### What you should do
Extract every line of the rows below that contains the string "hand". Case counts when matching.

(Collected data entries)
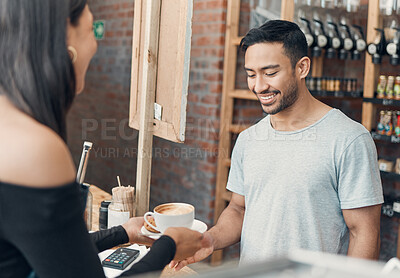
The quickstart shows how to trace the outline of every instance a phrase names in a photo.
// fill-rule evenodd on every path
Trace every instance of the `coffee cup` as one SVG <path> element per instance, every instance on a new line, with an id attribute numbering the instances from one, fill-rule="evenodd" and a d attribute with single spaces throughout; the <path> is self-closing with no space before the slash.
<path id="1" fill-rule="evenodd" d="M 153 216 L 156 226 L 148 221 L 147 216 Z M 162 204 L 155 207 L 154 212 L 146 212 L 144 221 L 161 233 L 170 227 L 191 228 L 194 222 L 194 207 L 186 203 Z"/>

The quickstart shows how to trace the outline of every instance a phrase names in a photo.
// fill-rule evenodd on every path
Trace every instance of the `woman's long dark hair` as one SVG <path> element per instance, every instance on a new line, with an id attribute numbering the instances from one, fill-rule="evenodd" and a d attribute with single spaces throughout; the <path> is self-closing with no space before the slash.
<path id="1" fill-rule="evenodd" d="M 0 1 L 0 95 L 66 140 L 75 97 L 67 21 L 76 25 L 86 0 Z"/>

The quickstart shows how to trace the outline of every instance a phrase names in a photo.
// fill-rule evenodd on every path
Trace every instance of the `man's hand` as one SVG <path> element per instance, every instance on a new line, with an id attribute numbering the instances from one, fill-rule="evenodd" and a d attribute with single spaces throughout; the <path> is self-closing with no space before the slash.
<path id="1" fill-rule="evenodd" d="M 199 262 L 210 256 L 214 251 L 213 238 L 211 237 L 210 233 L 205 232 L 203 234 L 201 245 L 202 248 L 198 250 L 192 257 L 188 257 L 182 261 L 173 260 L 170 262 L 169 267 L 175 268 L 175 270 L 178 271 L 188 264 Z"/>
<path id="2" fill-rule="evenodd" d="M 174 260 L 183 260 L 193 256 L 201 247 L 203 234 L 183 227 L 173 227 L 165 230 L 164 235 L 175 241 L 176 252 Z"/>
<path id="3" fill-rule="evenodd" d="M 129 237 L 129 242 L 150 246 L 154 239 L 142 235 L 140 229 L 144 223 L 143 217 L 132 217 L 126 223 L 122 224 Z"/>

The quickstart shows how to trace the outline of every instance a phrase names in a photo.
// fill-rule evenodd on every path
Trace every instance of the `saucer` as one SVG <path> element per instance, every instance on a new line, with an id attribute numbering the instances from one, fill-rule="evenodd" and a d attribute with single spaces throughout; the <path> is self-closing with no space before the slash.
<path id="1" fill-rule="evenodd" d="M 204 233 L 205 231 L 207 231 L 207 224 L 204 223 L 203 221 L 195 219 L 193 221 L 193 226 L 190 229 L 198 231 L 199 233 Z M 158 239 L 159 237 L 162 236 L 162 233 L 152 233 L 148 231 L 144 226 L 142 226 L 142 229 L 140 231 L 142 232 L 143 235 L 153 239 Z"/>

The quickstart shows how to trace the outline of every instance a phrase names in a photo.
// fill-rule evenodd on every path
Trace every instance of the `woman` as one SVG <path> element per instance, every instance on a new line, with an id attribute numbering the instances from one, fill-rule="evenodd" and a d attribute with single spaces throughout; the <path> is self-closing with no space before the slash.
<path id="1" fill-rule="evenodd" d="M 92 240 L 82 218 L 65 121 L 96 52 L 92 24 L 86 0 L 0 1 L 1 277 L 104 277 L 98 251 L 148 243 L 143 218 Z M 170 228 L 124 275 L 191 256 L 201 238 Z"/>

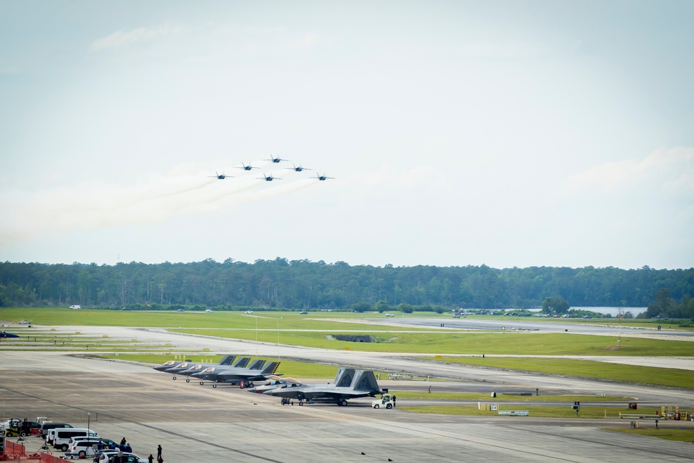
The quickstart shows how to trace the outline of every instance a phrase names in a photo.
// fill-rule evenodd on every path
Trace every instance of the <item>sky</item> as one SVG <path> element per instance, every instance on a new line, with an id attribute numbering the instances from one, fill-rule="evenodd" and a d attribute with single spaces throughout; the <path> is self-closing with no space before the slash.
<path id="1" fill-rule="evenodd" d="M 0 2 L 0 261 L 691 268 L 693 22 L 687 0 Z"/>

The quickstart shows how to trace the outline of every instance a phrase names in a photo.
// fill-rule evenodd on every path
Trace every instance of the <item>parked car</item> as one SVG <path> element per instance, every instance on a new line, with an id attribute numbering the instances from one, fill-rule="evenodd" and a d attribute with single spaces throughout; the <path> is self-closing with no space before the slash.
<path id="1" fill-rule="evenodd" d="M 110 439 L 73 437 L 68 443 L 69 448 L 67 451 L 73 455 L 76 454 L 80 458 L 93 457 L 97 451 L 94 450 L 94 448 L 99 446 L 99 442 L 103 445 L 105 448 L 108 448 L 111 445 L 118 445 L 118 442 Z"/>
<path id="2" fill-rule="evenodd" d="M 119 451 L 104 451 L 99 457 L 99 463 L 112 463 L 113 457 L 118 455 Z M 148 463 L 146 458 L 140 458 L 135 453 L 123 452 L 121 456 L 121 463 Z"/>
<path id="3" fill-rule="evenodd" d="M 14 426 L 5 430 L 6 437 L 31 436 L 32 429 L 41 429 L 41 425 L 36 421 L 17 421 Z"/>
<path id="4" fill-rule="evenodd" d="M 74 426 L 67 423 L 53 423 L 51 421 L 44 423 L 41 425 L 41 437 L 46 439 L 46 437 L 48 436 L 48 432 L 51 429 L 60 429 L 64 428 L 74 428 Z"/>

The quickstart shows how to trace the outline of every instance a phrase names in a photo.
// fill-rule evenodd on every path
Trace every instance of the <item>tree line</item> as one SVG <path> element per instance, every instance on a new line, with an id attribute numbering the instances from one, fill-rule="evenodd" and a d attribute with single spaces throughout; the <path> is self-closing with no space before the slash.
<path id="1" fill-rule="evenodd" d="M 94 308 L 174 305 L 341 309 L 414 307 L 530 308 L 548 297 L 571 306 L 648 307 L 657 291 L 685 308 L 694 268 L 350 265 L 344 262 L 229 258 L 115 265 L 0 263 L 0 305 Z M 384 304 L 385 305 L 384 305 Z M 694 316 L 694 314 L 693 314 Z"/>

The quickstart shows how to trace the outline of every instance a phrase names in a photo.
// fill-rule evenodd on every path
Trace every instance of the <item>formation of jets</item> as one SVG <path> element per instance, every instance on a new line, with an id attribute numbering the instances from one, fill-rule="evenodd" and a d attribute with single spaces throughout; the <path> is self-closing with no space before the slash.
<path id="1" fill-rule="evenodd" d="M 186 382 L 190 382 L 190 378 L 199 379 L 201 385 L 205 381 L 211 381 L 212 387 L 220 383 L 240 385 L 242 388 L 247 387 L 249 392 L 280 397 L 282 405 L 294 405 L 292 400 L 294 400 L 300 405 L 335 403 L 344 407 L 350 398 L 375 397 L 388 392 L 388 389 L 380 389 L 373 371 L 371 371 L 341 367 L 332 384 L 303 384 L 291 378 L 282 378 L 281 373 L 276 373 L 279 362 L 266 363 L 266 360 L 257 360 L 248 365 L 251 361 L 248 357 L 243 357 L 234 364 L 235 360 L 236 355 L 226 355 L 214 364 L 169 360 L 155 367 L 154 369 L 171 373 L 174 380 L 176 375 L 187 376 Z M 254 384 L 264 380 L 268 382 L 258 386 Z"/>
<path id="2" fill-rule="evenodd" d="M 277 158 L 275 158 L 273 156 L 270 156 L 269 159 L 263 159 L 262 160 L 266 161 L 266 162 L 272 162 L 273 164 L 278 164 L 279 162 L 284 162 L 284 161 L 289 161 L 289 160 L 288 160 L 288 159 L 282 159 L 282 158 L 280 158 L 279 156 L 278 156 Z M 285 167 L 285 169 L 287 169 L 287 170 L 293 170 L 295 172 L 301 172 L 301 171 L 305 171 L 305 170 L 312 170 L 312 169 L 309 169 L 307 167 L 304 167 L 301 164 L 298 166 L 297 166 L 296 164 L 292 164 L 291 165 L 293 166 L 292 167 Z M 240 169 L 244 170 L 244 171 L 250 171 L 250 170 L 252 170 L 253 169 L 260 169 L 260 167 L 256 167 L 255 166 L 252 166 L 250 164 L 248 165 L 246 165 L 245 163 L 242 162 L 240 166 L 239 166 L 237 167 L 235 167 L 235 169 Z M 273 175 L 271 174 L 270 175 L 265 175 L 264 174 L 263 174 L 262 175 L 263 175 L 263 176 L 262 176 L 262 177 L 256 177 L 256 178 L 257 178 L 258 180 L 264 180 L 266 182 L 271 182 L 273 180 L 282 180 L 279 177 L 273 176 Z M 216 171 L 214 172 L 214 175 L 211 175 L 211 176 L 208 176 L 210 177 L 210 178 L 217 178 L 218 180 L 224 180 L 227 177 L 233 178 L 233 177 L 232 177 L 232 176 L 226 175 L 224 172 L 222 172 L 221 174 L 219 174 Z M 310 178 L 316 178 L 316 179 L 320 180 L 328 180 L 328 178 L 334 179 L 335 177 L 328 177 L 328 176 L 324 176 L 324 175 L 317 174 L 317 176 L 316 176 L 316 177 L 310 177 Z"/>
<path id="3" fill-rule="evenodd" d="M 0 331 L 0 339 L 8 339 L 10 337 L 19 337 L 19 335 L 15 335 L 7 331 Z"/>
==
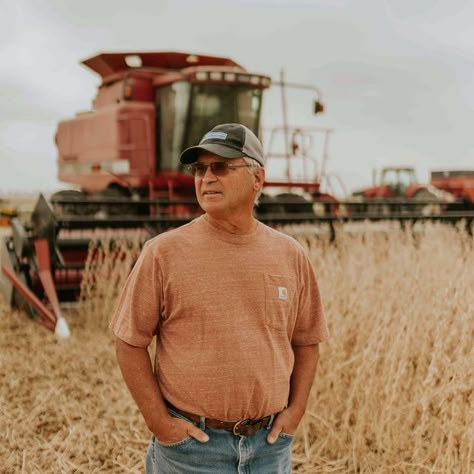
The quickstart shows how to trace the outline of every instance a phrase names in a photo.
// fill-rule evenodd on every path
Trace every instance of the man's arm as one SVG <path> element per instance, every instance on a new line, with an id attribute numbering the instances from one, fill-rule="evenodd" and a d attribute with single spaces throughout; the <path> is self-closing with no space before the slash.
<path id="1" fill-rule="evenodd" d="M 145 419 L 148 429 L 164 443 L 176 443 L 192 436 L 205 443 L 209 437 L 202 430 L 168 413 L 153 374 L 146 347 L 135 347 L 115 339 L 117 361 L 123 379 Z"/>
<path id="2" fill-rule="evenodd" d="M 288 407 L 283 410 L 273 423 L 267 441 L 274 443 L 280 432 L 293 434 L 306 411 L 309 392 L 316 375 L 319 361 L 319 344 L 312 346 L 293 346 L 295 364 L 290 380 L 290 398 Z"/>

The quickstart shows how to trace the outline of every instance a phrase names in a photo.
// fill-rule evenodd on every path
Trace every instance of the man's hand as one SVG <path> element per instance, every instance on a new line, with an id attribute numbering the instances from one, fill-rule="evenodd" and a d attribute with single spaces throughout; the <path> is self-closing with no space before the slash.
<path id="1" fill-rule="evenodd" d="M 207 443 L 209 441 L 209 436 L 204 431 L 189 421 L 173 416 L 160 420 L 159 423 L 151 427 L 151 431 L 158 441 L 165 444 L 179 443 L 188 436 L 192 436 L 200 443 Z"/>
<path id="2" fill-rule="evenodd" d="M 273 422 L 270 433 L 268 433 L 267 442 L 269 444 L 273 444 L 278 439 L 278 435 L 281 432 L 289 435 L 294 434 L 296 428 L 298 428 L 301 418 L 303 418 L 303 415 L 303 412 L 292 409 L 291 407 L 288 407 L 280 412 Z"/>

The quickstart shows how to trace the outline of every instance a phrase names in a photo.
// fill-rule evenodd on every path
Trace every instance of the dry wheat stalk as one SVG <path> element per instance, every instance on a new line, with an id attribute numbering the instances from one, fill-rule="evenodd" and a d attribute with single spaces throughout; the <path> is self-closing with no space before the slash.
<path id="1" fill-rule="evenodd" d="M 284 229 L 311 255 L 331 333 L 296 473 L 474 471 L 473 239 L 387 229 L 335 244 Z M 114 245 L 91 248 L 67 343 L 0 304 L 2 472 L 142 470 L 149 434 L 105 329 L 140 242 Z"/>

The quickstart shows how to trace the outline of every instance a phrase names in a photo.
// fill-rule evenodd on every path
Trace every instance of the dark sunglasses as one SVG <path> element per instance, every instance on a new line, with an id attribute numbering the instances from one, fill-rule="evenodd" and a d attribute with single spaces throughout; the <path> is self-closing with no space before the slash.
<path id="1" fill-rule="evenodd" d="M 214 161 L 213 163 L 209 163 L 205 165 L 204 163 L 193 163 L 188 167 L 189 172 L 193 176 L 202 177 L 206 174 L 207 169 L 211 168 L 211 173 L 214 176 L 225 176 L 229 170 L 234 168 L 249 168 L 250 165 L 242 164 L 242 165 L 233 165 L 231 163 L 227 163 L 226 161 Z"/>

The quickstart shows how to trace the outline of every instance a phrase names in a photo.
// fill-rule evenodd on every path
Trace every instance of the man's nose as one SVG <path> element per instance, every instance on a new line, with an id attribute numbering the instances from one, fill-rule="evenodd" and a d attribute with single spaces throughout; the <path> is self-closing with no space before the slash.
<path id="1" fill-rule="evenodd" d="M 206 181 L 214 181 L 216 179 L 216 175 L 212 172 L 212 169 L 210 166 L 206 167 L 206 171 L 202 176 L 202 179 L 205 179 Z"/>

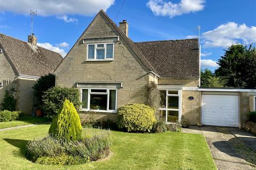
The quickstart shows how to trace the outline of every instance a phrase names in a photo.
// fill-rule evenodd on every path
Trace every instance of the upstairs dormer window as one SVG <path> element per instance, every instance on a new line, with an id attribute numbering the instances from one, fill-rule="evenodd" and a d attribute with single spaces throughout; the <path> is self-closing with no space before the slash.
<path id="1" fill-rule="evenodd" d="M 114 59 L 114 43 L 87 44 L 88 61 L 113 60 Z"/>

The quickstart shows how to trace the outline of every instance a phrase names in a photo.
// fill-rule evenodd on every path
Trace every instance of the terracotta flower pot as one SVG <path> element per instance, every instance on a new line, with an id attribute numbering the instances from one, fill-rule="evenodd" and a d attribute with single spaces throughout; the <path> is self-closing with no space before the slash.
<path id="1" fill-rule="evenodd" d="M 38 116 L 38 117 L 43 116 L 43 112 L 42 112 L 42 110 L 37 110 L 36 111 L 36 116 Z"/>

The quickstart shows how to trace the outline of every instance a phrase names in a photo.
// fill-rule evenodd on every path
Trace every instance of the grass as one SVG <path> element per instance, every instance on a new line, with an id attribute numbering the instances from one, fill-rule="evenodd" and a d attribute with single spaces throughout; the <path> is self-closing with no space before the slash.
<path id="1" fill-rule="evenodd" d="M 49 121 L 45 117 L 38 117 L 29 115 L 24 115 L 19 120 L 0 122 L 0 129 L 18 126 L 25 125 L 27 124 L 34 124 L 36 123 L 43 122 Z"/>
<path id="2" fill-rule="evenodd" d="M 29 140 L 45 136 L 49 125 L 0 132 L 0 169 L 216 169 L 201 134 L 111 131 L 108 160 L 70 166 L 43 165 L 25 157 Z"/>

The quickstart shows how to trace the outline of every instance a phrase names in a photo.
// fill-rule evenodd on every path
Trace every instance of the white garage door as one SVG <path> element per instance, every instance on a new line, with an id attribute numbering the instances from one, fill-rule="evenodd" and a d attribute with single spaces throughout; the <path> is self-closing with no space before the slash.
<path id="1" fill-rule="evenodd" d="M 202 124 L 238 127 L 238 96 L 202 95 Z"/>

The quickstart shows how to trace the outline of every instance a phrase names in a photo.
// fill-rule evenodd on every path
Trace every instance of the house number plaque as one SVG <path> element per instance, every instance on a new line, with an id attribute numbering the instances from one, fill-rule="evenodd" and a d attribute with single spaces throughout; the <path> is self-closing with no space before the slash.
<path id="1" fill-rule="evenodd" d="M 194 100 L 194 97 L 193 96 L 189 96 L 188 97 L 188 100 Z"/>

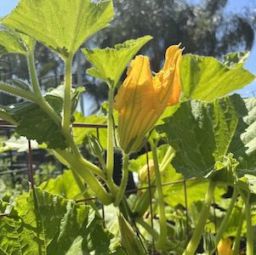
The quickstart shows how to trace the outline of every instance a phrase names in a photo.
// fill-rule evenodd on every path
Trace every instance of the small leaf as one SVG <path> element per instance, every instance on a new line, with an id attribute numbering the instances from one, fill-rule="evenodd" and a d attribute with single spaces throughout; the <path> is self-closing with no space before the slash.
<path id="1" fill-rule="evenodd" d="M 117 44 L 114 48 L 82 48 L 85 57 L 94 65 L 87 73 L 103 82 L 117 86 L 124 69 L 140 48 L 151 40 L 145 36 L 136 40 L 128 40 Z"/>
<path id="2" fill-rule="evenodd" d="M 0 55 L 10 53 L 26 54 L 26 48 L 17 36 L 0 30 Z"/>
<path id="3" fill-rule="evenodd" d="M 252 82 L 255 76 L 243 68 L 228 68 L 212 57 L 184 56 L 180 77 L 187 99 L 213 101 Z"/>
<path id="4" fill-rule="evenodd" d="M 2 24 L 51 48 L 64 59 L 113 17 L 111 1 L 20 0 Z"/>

### Solution for this exercise
Trace every instance of the `man's hand` as one SVG <path> element per instance, every instance on a new line, with an id attribute numbering the instances from one, fill-rule="evenodd" and a d attribute with single spaces throughout; the <path> is self-closing with no space before the slash.
Trace every instance of the man's hand as one SVG <path> element per instance, every instance on a new line, with an id attribute numbering the instances from one, fill-rule="evenodd" and a d attribute with single spaces throughout; the <path> is self-closing with no space before the slash.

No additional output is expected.